* SOURCE DATA:

--- START ---

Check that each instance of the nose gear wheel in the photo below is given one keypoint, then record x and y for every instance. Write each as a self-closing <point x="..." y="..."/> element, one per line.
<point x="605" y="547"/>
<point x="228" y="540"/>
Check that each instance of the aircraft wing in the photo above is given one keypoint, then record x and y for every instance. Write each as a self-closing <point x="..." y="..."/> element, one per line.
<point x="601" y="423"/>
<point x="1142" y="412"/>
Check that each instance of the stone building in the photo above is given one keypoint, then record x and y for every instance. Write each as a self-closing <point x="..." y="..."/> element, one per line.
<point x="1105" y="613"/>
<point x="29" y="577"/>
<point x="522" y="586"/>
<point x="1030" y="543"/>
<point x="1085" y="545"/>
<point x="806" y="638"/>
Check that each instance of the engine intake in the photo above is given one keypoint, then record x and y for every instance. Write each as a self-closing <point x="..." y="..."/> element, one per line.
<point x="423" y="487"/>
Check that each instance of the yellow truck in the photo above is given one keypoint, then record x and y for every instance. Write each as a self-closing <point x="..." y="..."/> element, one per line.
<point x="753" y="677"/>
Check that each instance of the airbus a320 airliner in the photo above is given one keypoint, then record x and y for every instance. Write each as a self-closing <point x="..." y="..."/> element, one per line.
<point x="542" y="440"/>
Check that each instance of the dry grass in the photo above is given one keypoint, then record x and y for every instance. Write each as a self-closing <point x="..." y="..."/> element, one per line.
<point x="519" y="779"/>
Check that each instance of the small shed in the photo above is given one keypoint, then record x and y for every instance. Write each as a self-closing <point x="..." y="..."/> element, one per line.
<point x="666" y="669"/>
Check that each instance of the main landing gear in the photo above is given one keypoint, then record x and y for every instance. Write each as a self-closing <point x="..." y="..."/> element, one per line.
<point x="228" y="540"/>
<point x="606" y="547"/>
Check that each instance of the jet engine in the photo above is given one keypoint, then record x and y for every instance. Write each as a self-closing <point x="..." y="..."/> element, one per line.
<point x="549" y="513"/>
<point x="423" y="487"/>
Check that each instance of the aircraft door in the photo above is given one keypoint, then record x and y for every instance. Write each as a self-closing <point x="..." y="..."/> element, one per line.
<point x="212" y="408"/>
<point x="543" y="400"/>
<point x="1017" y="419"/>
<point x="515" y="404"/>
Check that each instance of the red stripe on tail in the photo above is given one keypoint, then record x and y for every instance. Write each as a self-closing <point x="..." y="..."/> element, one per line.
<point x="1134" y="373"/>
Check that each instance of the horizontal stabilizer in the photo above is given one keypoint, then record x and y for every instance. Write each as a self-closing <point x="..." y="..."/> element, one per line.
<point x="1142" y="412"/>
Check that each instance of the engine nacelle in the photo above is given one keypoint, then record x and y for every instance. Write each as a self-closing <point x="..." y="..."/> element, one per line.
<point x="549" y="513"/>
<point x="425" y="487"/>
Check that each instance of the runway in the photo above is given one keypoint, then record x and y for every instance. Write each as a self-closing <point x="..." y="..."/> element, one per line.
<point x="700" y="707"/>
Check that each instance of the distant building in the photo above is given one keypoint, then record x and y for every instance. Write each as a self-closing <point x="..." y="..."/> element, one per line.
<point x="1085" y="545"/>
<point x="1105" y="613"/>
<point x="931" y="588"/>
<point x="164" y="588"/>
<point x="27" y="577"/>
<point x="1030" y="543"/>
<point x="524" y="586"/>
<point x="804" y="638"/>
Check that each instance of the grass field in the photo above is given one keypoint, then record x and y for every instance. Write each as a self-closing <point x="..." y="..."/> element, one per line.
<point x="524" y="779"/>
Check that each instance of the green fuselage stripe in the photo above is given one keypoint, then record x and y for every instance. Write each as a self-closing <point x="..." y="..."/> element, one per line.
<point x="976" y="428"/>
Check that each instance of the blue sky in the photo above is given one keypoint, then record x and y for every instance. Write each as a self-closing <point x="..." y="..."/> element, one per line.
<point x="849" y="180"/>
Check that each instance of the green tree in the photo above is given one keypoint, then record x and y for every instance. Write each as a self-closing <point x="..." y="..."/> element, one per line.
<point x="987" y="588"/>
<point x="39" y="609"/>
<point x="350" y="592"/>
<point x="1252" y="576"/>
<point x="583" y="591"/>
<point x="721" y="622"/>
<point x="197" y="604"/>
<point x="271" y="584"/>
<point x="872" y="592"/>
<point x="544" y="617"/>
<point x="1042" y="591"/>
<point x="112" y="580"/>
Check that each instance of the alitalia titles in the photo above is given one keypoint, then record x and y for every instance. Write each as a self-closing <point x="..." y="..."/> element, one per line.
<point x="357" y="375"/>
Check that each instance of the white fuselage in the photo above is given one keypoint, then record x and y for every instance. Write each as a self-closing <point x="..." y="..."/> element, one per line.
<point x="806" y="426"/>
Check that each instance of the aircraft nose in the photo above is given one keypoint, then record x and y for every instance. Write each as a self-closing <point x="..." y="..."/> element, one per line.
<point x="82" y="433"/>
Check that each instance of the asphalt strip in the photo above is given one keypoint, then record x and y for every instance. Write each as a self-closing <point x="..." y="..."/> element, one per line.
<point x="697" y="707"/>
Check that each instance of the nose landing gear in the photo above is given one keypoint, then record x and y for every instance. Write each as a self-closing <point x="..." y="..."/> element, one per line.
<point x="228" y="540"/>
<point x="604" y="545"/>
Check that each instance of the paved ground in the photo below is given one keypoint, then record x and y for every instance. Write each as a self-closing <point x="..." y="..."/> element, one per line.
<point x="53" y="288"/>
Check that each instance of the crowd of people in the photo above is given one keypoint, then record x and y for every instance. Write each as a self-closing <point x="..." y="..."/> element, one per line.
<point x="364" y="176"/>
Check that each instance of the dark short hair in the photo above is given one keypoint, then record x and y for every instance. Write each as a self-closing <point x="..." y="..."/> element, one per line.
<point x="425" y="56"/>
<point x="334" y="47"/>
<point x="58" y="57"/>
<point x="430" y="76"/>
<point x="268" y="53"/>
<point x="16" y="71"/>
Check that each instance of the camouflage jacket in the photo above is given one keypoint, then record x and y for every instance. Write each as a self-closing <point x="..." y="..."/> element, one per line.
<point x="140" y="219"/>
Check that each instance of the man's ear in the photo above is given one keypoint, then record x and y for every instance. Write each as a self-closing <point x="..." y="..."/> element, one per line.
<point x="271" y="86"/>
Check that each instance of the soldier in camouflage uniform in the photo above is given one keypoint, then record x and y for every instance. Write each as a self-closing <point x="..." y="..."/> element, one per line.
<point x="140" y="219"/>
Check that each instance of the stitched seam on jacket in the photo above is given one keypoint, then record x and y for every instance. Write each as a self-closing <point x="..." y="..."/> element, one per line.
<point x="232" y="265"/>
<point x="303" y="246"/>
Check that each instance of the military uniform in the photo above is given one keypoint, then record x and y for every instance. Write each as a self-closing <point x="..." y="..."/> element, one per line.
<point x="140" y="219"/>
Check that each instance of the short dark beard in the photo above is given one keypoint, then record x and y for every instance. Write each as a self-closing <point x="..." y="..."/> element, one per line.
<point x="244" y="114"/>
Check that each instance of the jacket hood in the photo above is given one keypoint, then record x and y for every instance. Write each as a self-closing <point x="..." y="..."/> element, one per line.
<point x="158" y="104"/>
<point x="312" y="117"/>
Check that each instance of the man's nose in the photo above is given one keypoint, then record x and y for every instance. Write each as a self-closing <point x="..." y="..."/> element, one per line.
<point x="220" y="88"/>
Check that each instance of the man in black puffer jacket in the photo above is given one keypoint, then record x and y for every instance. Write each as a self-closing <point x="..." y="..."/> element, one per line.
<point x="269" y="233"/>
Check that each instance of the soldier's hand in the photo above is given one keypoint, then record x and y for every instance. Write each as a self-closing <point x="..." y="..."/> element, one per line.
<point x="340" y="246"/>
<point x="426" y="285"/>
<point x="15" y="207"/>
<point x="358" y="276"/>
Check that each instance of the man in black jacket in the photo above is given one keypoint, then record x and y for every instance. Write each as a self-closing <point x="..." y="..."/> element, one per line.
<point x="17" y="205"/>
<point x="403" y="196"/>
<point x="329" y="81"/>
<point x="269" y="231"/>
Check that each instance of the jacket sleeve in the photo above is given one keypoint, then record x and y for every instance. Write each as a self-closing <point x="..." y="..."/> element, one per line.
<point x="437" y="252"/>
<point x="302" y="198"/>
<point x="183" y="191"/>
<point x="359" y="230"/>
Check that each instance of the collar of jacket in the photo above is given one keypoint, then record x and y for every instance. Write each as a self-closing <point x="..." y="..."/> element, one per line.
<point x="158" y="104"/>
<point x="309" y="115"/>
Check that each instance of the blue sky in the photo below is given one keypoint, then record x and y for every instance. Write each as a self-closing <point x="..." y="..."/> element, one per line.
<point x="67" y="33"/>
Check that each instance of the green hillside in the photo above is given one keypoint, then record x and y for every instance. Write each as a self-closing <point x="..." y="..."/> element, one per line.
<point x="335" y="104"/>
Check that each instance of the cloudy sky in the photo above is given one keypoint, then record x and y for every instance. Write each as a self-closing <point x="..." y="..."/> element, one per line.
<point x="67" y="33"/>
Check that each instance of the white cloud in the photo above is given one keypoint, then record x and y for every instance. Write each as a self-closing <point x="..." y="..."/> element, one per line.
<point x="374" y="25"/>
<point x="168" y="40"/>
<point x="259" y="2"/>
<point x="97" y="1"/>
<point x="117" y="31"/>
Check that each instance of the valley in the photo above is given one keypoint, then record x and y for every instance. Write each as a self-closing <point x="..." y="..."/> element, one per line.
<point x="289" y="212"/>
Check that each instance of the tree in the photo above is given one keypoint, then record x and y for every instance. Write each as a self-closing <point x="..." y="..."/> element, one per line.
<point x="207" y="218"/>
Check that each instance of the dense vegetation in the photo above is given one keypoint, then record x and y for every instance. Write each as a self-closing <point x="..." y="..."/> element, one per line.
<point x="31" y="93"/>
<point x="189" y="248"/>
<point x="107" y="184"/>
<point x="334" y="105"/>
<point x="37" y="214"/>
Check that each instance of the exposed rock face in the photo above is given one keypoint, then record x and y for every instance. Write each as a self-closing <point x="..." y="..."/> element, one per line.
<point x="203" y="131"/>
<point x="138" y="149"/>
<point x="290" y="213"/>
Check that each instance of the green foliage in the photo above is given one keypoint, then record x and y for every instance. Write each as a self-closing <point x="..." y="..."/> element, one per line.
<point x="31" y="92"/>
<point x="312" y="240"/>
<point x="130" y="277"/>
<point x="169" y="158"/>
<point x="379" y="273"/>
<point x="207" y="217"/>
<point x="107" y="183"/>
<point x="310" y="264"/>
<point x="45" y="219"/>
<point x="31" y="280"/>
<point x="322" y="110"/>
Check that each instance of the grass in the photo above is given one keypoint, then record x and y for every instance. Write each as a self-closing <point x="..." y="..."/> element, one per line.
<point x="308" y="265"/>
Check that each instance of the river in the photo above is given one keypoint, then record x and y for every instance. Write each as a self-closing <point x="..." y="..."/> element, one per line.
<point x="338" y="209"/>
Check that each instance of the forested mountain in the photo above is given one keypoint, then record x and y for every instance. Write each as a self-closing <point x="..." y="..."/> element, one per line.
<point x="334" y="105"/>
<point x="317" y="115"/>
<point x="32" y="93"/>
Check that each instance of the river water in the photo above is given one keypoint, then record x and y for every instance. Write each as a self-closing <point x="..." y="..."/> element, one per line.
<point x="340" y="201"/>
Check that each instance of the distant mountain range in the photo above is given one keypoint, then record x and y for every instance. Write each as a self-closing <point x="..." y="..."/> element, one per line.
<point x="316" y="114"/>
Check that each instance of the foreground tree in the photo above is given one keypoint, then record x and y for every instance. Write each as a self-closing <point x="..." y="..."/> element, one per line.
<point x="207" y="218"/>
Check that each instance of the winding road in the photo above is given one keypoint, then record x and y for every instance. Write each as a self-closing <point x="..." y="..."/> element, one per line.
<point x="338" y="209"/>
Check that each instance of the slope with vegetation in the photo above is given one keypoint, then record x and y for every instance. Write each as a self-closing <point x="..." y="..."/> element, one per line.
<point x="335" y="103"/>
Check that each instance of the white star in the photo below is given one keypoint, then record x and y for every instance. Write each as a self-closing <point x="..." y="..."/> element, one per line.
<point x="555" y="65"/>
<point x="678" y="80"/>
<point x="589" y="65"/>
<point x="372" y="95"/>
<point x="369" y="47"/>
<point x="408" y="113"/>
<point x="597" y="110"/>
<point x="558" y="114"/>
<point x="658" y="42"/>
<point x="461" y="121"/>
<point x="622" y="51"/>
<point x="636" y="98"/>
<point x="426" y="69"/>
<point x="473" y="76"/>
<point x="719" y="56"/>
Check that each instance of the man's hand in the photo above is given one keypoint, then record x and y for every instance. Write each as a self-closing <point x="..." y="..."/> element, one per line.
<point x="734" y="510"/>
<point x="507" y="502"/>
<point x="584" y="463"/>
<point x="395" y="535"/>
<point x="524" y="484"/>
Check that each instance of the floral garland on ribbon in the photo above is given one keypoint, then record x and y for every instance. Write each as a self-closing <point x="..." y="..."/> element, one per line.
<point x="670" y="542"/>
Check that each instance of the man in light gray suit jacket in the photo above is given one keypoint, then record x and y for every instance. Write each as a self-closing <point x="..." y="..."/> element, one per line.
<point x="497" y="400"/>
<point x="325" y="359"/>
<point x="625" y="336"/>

--- END ---

* BRIEF:
Write out the lines above from the one containing "Check that each instance of the man's hand" through the last, exactly as they are.

* COMPLETE RESPONSE:
Check that each instance of the man's hand in the photo above is given one keypoint, then record x and y for every instance. Write each as a self-closing <point x="..." y="..."/> element, one per line.
<point x="734" y="510"/>
<point x="507" y="502"/>
<point x="584" y="463"/>
<point x="395" y="535"/>
<point x="524" y="484"/>
Check that each instance of the floral garland on ribbon in the photo above is given one keypoint, then record x and y for every instance. Write each as a self-closing <point x="..." y="..."/> element, one per line.
<point x="670" y="542"/>
Check that each instance of the man in light gray suit jacket in the photo above is given one keypoint, then record x and y for every instance. Write each as a self-closing <point x="..." y="..."/> element, one per line.
<point x="497" y="400"/>
<point x="325" y="359"/>
<point x="625" y="336"/>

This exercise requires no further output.